**Source passage**.
========
8.12. Entire Agreement. This Agreement (including the Exhibits hereto), the Employment Agreement and the LLC Agreement constitute the full and entire understanding and agreement between the parties with respect to the subject matter hereof, and any other written or oral agreement relating to the subject matter hereof existing between the parties are expressly canceled; provided that, nothing herein shall supersede or otherwise modify any restrictive covenants to which Executive is subject as of the date hereof. In the event of a conflict between the terms and provisions of this Agreement and the Employment Agreement, the Employment Agreement shall control.
8.13. No Presumption Against Drafting Party. Each of the parties hereto acknowledges that he or it has been represented by counsel in connection with this Agreement and the transactions contemplated by this Agreement. Accordingly, any rule of law or any legal decision that would require interpretation of any claimed ambiguities in this Agreement against the drafting party has no application and is expressly waived.
8.14. Adjustments. Without limiting the terms and conditions of the LLC Agreement, in the event of (a) any dividend (other than regular cash dividends) or other distribution (whether in the form of cash, Common Units, other securities, or other property), recapitalization, stock split, reverse stock split, reorganization, merger, consolidation, split-up, split-off, spin-off, combination, extraordinary sale or repurchase transactions, or exchange of Common Units or other securities of the Company, or other similar corporate transaction or event that affects the Common Units (including a Change in Control), or (b) any unusual or nonrecurring events affecting the Company, including changes in applicable laws, rules or regulations, extraordinary sale or repurchase transactions, or the dissolution or liquidation of the Company, that the Company determines, in its sole discretion, warrants adjustment in order to maintain or satisfy the intended purpose of this Agreement (any event in (a) or (b), an “Adjustment Event”), the Company shall, in respect of any such Adjustment Event, make such proportionate substitution or adjustment, if any, as it deems equitable, to any or all of the terms of the Units, including, without limitation, the Benchmark Amount, the Liquidity Event Price, the number of Common Units or other securities of the Company (or number and kind of other securities or other property) subject to this Agreement or to which this Agreement relates and any applicable performance measures. Any adjustment under this Section 8.14 shall be conclusive and binding for all purposes.
========
**Problem 1**.
Please extract the passage of the contract excerpt starting with "8.13. No Presumption" and going on through "is expressly waived.".
**Problem 2**.
Answer these questions from the contract excerpt:
(a) If the terms of this Agreement conflict with the Employment Agreement, which one controls?
(b) According to Section 8.13, by whom has each party been represented in connection with this Agreement?
(c) What term does Section 8.14 give to any event described in its clauses (a) or (b)?

[Entries from a pointing dataset]
========
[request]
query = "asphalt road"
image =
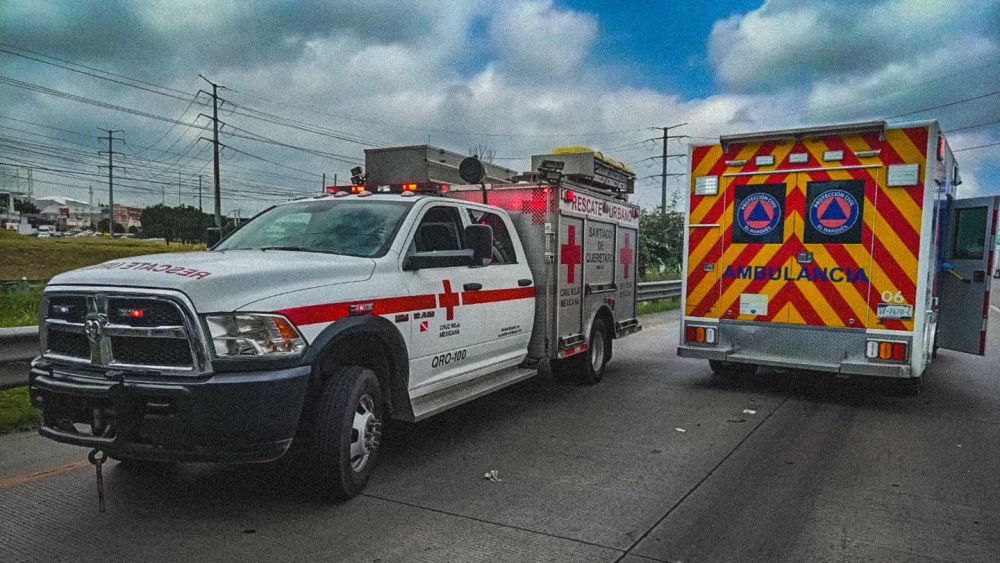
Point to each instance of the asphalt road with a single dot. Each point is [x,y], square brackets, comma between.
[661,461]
========
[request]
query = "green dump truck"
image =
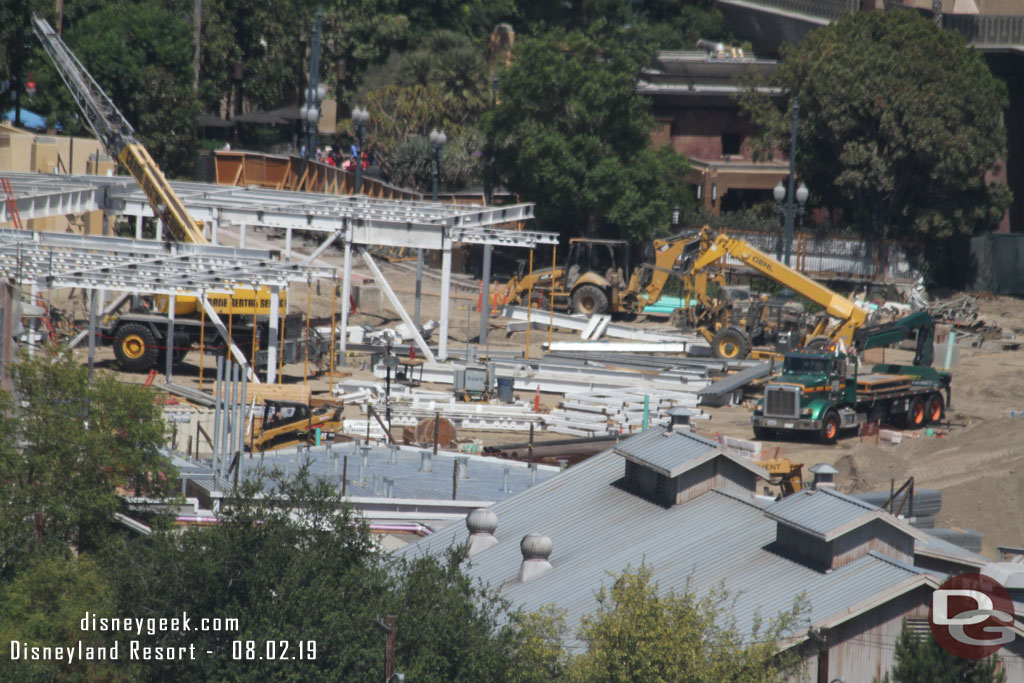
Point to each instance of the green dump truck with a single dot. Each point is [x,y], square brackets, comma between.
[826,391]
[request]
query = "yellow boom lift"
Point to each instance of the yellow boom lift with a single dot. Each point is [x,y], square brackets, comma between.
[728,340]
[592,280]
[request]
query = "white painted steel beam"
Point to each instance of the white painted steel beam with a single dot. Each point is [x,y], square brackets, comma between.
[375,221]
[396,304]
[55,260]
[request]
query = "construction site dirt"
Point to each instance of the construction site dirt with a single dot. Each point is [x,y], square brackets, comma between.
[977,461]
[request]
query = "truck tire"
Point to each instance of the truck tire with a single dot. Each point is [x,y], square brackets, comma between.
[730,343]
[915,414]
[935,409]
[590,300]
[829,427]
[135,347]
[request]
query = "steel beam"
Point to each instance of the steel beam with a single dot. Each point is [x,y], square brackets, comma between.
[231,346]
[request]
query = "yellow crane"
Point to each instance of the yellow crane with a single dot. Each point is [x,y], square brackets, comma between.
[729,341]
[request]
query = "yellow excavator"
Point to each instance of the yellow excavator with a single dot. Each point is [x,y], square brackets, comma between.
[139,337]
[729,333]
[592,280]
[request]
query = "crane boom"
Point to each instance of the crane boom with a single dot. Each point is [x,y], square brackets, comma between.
========
**Complete output 1**.
8.13. No Presumption Against Drafting Party. Each of the parties hereto acknowledges that he or it has been represented by counsel in connection with this Agreement and the transactions contemplated by this Agreement. Accordingly, any rule of law or any legal decision that would require interpretation of any claimed ambiguities in this Agreement against the drafting party has no application and is expressly waived.

**Complete output 2**.
(a) The Employment Agreement.
(b) By counsel.
(c) An "Adjustment Event".